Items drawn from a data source

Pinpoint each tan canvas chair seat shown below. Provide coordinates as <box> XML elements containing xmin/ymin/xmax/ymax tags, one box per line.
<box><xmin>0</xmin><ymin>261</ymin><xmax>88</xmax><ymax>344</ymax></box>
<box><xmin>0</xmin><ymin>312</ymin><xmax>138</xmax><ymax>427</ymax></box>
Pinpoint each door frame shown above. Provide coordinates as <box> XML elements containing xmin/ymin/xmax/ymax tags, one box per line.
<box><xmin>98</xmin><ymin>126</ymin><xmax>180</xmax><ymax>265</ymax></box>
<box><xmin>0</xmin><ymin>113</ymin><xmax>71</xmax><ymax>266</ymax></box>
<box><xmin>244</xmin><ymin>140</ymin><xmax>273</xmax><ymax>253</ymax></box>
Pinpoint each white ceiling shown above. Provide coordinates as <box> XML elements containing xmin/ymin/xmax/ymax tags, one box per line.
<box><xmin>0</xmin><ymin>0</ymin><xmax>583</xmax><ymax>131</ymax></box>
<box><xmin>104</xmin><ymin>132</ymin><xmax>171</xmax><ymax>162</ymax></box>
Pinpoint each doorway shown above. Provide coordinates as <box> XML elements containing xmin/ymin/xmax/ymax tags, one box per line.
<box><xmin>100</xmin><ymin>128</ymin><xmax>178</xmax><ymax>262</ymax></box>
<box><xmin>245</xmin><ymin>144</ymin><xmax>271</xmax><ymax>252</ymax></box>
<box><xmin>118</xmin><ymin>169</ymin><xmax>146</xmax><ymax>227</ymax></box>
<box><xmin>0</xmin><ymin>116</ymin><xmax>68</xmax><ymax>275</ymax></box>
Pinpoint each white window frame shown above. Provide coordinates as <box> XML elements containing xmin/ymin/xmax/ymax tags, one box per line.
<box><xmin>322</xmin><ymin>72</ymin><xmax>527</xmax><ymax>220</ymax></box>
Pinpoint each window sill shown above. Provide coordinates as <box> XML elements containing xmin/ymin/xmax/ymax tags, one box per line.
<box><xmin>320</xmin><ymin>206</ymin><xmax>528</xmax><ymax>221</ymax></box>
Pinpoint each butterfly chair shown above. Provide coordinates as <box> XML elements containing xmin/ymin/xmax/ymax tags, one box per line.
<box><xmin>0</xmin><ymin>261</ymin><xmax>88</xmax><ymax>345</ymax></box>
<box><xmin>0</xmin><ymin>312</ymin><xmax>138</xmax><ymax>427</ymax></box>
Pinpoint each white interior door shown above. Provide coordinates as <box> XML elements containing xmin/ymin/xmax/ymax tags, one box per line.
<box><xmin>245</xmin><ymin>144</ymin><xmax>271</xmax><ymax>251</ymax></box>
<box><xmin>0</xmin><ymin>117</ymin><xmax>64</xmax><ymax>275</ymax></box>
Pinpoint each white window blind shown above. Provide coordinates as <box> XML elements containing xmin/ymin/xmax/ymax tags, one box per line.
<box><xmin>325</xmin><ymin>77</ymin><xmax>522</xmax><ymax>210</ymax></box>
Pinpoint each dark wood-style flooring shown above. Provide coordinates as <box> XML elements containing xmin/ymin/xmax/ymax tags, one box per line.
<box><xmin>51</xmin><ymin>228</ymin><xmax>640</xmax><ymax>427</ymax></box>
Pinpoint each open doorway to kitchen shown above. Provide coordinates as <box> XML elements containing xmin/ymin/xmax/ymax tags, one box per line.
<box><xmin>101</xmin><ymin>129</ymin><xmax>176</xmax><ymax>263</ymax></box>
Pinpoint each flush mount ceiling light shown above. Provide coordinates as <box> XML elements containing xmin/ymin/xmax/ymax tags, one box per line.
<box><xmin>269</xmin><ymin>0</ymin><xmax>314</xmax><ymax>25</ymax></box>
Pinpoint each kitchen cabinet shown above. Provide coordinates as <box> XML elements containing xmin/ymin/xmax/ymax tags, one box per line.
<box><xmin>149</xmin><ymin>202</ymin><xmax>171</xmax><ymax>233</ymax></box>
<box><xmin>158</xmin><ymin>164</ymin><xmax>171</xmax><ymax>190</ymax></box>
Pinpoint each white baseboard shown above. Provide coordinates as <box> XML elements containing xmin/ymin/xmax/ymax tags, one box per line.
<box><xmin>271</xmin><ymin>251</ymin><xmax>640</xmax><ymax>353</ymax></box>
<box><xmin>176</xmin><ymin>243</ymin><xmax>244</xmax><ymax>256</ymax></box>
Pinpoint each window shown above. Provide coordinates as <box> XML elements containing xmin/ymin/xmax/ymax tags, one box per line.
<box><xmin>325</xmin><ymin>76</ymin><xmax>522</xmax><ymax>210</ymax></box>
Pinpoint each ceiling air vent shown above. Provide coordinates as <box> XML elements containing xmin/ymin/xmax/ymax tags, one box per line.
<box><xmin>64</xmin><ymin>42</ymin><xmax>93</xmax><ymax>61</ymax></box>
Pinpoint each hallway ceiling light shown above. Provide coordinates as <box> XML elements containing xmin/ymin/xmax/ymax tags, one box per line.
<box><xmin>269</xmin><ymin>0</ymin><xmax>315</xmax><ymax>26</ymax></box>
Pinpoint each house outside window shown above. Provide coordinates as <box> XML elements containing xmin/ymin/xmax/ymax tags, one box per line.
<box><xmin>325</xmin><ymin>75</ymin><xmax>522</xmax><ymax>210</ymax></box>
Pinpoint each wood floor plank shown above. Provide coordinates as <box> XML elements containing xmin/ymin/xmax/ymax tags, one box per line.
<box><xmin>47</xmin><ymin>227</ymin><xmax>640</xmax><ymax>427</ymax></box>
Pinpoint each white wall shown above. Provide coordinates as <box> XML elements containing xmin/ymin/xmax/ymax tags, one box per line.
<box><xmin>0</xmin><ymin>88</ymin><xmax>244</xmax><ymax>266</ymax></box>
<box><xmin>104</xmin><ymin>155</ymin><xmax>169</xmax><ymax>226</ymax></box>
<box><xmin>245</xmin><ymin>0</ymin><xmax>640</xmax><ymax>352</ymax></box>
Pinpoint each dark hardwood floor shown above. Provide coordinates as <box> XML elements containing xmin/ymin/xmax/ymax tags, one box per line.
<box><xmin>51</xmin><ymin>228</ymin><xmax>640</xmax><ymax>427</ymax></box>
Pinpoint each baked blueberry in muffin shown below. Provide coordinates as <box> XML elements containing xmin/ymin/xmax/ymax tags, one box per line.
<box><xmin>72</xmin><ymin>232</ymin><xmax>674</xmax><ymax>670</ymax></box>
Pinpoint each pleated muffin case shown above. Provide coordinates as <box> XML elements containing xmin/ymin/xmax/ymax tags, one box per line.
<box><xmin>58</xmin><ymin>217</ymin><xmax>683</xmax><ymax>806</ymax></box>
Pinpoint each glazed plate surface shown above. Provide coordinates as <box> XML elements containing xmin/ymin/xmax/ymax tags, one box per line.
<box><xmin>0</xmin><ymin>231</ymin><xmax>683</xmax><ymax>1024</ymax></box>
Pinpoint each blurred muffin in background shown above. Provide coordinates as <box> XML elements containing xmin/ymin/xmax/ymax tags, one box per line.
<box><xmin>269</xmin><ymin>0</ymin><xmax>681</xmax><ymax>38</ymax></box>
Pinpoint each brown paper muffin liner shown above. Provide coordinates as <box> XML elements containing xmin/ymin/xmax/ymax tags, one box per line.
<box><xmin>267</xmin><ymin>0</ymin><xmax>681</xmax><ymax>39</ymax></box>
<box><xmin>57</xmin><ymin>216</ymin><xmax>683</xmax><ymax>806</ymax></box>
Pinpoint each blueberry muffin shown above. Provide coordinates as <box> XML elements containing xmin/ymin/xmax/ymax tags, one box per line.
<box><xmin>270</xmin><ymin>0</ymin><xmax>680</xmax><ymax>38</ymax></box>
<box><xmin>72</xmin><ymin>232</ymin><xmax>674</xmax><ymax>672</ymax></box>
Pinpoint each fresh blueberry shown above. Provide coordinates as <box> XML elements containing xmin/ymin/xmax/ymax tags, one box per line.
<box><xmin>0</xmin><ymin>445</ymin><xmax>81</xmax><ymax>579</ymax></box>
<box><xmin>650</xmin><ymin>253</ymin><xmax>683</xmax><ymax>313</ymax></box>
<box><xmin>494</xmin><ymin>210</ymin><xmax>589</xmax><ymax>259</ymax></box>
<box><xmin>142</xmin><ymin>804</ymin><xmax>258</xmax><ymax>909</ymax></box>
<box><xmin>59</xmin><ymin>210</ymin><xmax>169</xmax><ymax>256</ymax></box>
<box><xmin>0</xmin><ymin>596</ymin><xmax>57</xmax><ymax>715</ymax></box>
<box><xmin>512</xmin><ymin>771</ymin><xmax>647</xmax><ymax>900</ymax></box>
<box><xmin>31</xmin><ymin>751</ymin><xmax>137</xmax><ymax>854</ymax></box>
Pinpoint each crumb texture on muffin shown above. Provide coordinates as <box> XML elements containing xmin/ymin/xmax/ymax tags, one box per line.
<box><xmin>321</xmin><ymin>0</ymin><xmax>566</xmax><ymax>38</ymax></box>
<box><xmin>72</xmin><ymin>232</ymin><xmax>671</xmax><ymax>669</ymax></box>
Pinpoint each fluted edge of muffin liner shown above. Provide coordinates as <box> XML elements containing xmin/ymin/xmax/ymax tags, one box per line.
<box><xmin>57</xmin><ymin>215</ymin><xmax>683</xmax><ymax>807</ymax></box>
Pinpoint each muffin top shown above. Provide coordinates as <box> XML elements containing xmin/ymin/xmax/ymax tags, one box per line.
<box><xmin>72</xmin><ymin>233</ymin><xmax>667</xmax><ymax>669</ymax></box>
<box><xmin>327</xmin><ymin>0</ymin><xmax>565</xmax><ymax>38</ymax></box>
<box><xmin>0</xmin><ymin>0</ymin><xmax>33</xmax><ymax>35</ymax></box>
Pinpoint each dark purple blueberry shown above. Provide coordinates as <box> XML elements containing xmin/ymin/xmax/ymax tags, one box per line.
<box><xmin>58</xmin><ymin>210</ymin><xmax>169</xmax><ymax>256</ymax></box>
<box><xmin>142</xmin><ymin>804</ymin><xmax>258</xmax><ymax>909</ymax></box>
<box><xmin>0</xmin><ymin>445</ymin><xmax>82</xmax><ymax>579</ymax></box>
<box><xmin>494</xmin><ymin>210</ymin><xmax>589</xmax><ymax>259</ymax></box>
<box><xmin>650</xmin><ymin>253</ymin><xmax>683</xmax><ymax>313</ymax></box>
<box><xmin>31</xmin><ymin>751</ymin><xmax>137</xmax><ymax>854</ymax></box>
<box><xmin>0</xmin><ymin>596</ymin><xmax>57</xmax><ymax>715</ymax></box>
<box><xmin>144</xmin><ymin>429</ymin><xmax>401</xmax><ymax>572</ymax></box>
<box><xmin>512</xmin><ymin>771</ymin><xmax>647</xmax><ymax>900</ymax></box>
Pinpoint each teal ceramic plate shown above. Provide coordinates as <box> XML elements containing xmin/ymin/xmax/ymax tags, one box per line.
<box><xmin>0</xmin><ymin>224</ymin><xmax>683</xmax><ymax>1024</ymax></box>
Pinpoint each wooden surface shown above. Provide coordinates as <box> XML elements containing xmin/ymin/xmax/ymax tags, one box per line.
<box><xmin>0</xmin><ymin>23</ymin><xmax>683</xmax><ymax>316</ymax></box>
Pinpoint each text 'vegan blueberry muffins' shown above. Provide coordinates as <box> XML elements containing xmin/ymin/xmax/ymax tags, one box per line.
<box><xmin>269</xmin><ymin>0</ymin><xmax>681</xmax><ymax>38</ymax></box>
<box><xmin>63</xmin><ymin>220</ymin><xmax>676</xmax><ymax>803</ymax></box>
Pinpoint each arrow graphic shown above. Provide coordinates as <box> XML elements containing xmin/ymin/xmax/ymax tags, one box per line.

- _Task requirements_
Please return each line of the records above that contains the string "doorway". Case counts.

- _Solution to this task_
Pinpoint each doorway shown above. Provide coordinates as <box> XML elements containing xmin/ymin/xmax/ymax tags, one box per line.
Pinpoint each open doorway to kitchen shown above. Provide coordinates as <box> XML elements containing xmin/ymin/xmax/ymax tags, one box per line.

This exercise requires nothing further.